Write out the material below exactly, beginning at the line that contains "Point to the building" and ending with its last line, both ends included; write nothing else.

== Raw records

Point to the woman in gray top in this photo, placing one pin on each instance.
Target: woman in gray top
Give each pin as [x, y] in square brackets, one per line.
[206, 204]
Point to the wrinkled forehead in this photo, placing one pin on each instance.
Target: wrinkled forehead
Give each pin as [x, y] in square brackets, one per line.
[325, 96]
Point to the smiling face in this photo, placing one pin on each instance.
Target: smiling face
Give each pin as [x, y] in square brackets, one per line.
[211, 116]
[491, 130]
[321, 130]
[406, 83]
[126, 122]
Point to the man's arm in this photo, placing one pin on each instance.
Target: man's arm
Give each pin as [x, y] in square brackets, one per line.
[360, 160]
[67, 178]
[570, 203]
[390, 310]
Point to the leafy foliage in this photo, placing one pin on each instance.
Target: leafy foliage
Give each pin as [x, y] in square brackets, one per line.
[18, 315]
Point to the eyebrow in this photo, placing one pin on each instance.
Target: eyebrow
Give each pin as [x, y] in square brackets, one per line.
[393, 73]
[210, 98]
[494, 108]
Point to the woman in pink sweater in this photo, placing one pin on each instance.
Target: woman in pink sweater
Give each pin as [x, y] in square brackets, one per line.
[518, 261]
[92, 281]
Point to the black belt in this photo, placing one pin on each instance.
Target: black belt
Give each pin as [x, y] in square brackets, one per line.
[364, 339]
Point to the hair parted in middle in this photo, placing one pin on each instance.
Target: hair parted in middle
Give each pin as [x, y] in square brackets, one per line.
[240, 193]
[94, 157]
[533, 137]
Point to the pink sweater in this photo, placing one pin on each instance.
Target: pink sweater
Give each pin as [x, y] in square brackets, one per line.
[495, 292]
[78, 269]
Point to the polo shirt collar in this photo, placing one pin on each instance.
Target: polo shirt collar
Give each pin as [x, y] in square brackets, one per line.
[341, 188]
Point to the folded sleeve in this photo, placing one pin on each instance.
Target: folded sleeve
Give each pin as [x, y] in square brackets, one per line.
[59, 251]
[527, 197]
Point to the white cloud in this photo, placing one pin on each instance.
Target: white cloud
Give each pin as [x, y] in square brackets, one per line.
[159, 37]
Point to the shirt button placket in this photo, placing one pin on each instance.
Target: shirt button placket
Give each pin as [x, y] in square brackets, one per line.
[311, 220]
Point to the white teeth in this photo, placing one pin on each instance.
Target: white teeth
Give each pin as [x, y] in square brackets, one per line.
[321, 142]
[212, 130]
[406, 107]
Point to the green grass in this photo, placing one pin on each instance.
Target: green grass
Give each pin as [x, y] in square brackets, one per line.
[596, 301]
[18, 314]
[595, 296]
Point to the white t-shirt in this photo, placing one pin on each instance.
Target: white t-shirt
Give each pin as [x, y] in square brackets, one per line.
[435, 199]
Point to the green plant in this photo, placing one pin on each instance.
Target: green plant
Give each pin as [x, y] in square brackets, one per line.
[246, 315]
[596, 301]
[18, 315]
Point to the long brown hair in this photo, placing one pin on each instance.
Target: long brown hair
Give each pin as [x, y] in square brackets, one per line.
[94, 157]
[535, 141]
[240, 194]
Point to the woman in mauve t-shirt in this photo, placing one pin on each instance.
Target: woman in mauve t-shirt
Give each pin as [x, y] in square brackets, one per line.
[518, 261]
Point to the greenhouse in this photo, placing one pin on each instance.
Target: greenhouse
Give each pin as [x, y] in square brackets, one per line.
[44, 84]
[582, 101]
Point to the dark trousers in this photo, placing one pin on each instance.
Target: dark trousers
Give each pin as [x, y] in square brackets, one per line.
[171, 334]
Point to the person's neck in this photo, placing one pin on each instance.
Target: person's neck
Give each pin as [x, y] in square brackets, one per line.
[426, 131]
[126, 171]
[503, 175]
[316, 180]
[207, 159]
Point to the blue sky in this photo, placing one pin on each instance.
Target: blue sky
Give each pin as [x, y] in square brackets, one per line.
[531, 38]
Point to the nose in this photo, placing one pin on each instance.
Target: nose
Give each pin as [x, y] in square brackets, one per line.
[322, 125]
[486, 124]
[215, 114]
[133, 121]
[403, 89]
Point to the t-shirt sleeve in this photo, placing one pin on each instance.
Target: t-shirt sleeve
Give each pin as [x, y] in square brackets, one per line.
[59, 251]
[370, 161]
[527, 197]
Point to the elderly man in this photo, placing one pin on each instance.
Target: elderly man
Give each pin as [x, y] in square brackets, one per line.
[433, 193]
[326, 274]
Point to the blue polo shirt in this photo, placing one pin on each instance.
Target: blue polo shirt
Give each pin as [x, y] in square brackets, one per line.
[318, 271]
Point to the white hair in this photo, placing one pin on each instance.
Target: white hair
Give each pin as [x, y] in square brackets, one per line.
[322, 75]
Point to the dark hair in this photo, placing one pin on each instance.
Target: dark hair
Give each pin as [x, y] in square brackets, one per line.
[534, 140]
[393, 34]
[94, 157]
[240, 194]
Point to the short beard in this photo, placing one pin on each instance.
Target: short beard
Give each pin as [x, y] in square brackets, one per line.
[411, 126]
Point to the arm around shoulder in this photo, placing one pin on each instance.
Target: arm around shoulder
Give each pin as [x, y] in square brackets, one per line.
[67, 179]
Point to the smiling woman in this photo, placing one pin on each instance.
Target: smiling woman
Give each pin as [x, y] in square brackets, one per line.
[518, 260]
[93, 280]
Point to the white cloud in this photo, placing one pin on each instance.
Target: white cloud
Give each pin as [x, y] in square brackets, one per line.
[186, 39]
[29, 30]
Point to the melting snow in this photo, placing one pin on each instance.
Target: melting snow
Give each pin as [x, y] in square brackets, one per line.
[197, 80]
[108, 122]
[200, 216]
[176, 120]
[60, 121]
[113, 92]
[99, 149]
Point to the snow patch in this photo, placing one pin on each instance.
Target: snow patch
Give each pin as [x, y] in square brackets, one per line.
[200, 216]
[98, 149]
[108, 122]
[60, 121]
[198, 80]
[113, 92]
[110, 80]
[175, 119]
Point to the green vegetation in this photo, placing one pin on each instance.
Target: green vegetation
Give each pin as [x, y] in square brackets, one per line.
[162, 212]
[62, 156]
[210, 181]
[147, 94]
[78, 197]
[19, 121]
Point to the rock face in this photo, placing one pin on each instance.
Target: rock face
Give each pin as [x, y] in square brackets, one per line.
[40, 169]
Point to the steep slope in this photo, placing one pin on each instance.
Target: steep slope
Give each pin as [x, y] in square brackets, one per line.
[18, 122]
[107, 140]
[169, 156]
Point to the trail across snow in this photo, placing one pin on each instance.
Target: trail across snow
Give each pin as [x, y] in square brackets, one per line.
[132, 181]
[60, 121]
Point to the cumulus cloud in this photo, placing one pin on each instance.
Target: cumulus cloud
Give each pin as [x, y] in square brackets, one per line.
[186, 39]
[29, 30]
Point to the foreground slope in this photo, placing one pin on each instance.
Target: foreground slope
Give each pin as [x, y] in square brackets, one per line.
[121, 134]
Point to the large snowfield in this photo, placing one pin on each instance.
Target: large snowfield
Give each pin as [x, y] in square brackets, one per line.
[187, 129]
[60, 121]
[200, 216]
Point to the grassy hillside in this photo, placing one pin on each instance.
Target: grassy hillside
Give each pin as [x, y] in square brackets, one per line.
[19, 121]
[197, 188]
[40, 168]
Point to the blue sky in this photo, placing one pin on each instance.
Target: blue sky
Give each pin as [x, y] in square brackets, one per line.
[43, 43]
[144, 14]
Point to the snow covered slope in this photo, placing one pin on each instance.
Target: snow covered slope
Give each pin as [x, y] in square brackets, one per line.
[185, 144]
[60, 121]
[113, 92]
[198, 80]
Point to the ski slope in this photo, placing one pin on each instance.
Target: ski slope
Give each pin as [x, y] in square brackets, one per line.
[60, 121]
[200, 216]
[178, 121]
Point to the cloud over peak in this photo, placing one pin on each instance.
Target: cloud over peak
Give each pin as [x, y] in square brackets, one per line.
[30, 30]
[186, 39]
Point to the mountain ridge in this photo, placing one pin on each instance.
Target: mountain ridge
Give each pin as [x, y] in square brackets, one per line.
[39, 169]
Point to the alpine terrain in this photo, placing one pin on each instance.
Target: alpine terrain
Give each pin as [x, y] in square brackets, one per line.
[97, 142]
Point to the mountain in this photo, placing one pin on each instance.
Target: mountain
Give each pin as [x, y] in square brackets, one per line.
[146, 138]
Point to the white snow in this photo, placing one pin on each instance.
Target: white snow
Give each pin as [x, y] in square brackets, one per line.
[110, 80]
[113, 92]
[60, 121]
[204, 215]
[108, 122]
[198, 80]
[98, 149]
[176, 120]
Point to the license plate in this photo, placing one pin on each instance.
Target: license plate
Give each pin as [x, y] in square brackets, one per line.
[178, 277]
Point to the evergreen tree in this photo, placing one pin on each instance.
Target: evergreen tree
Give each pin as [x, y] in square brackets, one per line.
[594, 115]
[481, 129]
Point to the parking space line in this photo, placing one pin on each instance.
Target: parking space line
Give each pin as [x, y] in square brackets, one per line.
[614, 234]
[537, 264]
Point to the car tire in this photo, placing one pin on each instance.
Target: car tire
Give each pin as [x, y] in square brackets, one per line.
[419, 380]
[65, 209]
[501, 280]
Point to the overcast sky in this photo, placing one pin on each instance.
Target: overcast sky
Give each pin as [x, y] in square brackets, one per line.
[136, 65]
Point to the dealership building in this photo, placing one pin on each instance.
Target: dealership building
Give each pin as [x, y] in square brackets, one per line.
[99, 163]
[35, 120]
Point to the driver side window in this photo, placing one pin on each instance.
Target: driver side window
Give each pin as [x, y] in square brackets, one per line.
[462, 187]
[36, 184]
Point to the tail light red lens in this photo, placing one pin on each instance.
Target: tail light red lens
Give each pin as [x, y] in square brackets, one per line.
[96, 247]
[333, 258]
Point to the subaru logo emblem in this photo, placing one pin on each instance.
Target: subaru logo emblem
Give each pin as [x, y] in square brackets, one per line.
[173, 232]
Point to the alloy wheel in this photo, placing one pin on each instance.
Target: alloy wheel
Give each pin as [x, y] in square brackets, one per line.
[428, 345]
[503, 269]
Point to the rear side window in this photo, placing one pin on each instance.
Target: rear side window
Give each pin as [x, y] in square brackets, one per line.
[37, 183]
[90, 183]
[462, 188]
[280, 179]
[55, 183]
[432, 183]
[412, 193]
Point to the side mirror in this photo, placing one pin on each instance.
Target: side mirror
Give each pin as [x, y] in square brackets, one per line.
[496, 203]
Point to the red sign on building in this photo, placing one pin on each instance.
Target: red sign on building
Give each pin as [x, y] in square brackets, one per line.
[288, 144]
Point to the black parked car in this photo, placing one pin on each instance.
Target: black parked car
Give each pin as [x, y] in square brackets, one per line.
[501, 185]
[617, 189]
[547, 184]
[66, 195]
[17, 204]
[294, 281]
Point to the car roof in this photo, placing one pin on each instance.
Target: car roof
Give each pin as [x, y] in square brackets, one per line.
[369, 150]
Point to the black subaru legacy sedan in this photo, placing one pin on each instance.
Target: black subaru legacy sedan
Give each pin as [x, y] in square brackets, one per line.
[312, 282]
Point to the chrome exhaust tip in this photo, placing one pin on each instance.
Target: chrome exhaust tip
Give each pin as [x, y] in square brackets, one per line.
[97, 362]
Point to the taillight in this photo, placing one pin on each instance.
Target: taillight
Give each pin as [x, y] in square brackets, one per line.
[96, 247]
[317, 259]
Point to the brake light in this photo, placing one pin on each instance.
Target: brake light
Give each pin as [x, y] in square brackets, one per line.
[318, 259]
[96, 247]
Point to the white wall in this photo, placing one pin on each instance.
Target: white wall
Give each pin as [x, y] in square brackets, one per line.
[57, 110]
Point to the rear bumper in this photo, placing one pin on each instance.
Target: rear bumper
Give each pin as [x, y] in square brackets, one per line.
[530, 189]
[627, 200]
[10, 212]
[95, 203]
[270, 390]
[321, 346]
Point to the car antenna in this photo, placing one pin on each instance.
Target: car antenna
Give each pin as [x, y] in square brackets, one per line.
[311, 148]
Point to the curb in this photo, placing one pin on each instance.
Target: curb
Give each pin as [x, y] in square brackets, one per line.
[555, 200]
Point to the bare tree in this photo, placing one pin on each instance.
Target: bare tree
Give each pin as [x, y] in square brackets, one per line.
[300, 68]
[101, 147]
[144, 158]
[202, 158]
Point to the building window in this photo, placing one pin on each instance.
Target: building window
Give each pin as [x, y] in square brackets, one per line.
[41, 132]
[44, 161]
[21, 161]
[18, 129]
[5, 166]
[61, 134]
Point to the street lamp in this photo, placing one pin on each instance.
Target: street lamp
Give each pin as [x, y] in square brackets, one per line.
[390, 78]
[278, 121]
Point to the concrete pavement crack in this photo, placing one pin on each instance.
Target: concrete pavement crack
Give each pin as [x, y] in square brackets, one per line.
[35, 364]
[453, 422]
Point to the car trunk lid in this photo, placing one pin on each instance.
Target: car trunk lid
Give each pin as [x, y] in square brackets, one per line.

====

*Correct result*.
Point to the building window in this photo, placing one pin on each instance.
Target: building window
Give each pin as [x, y] in square brackets, one per line.
[41, 132]
[44, 161]
[21, 161]
[18, 129]
[5, 166]
[61, 134]
Point to the street lamp in this photo, placing one pin on each instance.
Target: street lamp
Give each pin as [x, y] in square brackets, one per line.
[390, 78]
[278, 121]
Point to the concrete pavement crack in this photo, placing one pin on each instance.
Target: concrete pavement crack
Give each pin as [x, y] in square brackets, one per line.
[35, 364]
[453, 422]
Point to the car trunk lid in this photo, placing one pin on each instance.
Target: car trunk lid
Give each pin as [x, y] in square brackets, one per line.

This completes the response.